#### ENTRIES SUPPLIED:
....................
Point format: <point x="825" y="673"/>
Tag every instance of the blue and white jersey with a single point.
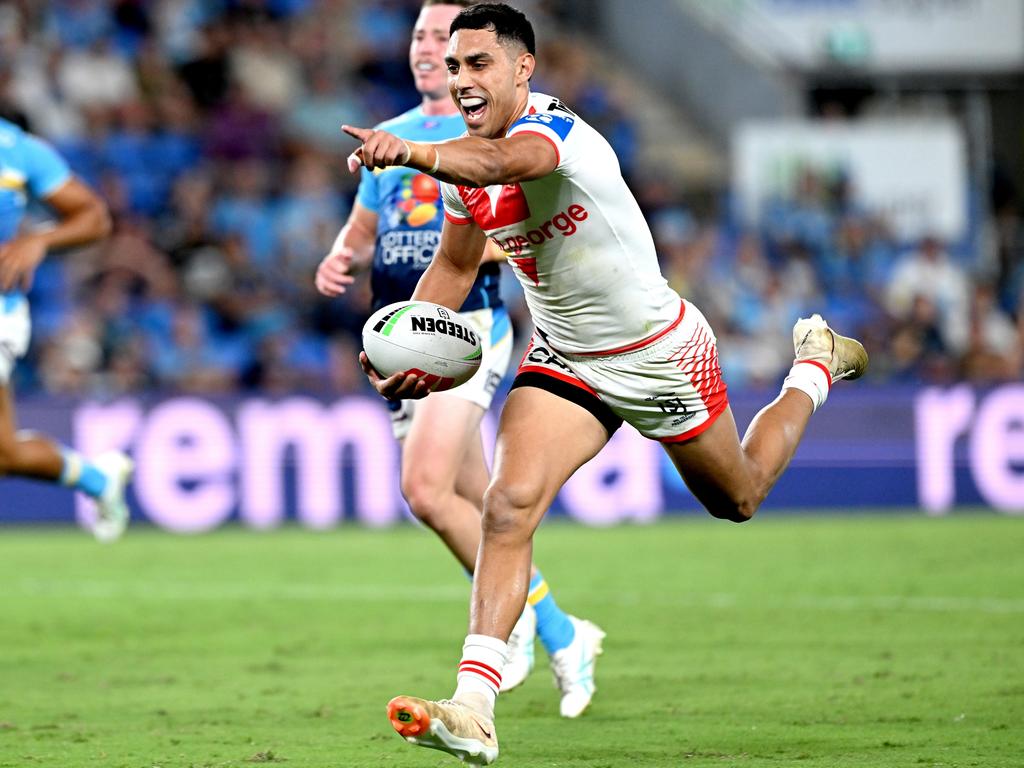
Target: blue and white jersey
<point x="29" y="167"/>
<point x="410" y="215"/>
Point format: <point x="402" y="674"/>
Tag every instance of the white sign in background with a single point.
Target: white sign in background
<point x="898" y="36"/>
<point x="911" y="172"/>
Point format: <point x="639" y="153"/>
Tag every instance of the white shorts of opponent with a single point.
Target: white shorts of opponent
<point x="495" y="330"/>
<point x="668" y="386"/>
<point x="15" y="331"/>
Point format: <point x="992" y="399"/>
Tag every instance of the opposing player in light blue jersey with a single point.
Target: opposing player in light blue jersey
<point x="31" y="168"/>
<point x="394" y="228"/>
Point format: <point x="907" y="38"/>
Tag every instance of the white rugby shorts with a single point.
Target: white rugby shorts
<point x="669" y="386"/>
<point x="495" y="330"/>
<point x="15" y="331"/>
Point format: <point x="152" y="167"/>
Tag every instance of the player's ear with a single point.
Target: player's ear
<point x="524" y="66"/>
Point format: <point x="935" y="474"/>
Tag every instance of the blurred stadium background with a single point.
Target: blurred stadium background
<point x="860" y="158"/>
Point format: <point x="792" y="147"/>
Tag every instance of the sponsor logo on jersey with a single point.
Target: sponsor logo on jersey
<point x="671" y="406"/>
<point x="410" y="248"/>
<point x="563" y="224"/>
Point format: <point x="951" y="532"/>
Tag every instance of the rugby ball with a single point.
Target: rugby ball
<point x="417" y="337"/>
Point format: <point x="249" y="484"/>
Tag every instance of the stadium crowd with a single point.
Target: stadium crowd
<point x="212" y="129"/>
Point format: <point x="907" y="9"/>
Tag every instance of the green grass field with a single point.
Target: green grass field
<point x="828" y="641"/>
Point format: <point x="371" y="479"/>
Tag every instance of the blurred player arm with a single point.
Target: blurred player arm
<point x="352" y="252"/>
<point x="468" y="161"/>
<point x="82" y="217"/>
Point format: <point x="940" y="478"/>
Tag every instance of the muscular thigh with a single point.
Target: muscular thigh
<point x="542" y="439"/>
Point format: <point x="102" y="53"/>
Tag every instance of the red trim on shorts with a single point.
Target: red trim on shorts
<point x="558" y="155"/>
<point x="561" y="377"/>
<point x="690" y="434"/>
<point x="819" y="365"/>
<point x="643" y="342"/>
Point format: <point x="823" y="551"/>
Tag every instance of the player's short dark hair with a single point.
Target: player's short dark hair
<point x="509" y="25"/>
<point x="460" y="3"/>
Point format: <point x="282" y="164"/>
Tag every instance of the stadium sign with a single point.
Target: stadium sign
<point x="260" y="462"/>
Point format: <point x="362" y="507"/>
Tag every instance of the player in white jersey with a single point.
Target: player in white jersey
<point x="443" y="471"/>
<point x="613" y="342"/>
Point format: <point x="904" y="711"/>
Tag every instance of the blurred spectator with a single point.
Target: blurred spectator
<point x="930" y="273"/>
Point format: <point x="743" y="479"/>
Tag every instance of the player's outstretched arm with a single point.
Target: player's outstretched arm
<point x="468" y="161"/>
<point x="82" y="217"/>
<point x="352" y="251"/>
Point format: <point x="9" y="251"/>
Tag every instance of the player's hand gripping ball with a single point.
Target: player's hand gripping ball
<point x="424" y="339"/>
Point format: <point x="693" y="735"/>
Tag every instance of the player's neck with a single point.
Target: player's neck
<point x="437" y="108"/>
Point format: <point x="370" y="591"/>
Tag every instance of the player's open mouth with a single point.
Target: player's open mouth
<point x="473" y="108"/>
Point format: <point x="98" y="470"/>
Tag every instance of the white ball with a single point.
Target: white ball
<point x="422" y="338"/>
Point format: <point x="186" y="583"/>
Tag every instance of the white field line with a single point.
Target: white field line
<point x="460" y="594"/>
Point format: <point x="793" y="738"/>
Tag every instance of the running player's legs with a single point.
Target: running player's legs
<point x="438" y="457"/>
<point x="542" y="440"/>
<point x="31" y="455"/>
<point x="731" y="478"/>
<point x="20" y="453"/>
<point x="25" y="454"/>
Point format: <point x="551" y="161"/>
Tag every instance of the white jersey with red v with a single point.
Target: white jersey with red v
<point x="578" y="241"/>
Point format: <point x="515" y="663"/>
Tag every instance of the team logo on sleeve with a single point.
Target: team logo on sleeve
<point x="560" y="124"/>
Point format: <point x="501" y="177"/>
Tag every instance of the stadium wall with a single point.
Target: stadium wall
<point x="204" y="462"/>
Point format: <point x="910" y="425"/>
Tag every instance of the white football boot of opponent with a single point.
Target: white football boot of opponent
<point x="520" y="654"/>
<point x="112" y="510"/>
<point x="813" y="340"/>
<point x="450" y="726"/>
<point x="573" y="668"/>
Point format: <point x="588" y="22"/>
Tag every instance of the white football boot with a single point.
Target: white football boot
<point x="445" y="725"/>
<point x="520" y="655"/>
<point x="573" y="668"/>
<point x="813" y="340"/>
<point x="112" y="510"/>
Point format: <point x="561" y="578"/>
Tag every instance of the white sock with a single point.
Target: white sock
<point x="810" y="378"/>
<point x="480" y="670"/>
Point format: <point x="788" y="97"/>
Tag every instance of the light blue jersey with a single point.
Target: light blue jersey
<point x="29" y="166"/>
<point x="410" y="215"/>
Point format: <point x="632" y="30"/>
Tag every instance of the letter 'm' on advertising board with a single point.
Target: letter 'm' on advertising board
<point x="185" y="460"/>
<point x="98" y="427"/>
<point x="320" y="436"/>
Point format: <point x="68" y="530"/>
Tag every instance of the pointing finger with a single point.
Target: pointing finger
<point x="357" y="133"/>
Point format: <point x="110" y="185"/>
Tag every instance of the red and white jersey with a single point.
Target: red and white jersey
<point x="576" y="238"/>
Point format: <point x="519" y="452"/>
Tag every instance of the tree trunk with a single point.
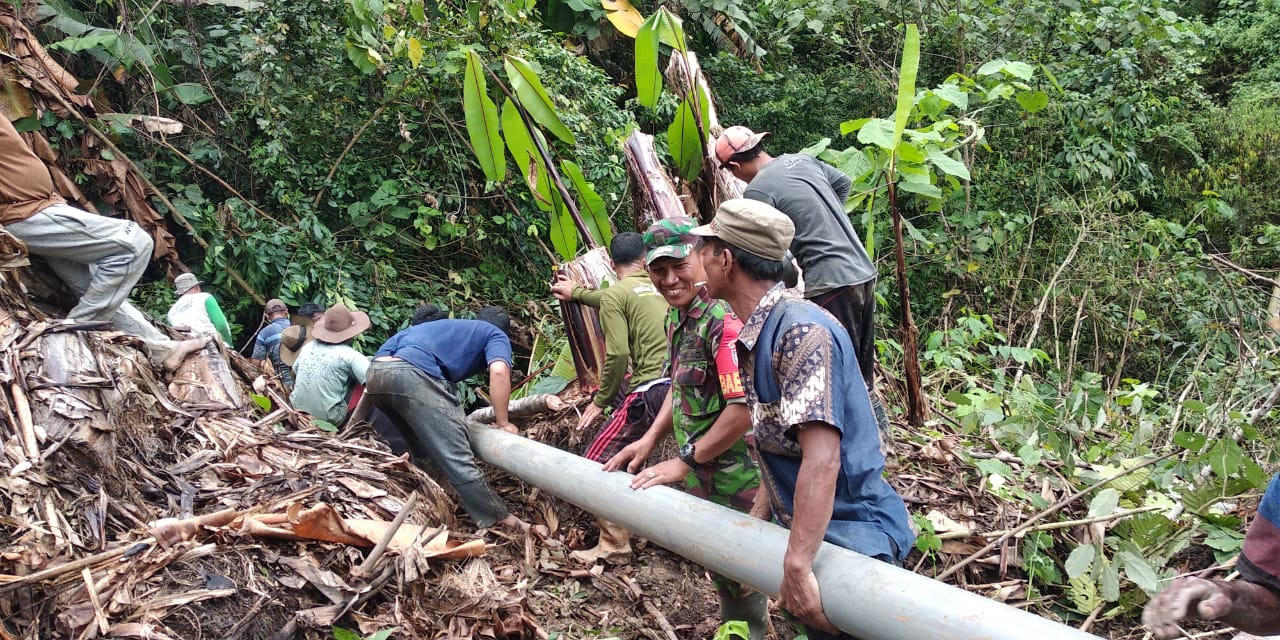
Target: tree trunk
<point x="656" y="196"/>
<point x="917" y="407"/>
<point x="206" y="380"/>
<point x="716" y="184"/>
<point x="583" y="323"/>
....................
#### HOW TO COMPLETE THIS TASK:
Look in the material above for the line with "Tag every instance of the stadium sign" and the line with "Tag every instance of the player's open", and transcribe exactly those lines and all lines between them, nothing more.

#### SOLUTION TO THE EXERCISE:
Tag every instance of the stadium sign with a single point.
Target: stadium sign
<point x="260" y="462"/>
Point format: <point x="362" y="507"/>
Tag every instance of the player in white jersey with a single point.
Target: player in white jersey
<point x="443" y="471"/>
<point x="613" y="342"/>
Point format: <point x="904" y="711"/>
Tag every instance of the blurred spectator with a single point.
Target: blurred spectator
<point x="930" y="273"/>
Point format: <point x="743" y="479"/>
Tag every instance of the player's outstretched arm with a single point.
Target: player's outstretched arm
<point x="468" y="161"/>
<point x="82" y="217"/>
<point x="352" y="251"/>
Point format: <point x="9" y="251"/>
Tag every instance of the player's hand gripping ball with a single point.
Target: player's hand gripping ball
<point x="424" y="339"/>
Point format: <point x="693" y="735"/>
Tag every instance of the player's neck with a single point.
Target: player's neck
<point x="437" y="108"/>
Point format: <point x="370" y="591"/>
Tag every instance of the player's open mouth with a single point.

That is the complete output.